[GIVEN INSTRUCTION]
Please render every row below as a Markdown table with the columns Number and Text, one line of each row per table row, skipping blank lines. Leave the pictures out.

• • •

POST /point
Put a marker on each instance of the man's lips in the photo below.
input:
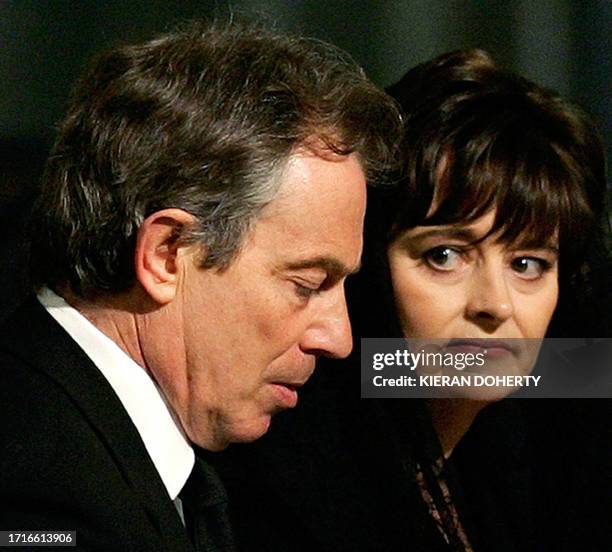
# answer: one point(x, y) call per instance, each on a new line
point(286, 393)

• • •

[EXERCISE ANSWER]
| Number | Text |
|---|---|
| 1 | POST /point |
| 2 | Put a marker on each instance of the man's lips in the photo below. |
| 3 | input: |
| 4 | # answer: one point(x, y) call per instance, each on a new line |
| 5 | point(286, 393) |